Brief:
Reproduce, character for character, the stretch of the material below from the line containing "else: point(70, 246)." through the line containing "point(395, 229)", including both of those lines. Output only that stretch.
——
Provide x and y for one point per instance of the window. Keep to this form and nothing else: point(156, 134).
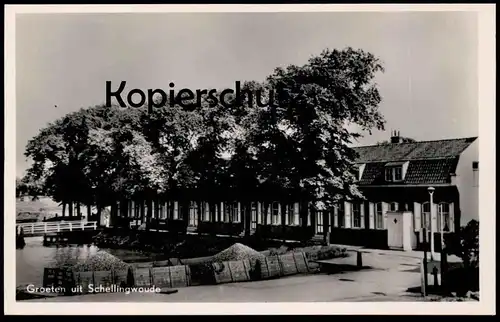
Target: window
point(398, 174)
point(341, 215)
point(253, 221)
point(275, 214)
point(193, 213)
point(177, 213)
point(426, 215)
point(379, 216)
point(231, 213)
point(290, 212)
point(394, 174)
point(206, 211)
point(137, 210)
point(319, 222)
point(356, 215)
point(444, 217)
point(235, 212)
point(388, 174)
——
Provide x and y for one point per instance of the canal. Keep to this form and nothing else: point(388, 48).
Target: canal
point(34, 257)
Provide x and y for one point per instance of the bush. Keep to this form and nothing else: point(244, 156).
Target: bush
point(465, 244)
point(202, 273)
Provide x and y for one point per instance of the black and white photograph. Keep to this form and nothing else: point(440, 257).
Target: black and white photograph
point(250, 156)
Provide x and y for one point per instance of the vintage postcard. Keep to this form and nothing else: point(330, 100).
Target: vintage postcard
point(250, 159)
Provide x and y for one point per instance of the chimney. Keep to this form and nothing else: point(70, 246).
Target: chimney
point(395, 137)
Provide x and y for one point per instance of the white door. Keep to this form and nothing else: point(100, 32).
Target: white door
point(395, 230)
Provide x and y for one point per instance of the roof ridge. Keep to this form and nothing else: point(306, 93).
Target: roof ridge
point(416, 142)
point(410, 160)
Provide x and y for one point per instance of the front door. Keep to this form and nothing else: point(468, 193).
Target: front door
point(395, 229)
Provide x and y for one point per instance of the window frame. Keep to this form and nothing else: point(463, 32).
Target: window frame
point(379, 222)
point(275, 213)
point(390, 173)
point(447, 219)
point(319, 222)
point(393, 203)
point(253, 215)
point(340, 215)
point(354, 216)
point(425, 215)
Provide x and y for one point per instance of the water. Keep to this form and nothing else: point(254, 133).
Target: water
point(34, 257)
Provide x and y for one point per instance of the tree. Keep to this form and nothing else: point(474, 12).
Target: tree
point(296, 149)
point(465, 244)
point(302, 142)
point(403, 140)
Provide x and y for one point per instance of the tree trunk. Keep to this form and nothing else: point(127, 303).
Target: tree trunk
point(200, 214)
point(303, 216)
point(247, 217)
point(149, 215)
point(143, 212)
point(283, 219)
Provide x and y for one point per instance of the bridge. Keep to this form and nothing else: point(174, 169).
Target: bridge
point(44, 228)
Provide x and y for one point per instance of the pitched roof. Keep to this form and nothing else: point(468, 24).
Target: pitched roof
——
Written solution:
Provide x and y for one point per instance of the chimney. Keep to this form and nothing else: point(70, 246).
Target: chimney
point(395, 137)
Provide x and y for one point per instance of the white door. Keep to this form and nothing else: point(100, 32).
Target: white door
point(395, 230)
Provide x and y for one point per instance of the roof ridge. Keep to this form and nothing else: point(306, 93).
Target: roof ridge
point(416, 142)
point(410, 160)
Provide x and y for one point per instance of the front door. Keep to this form and nothing else: point(468, 193).
Target: front door
point(395, 229)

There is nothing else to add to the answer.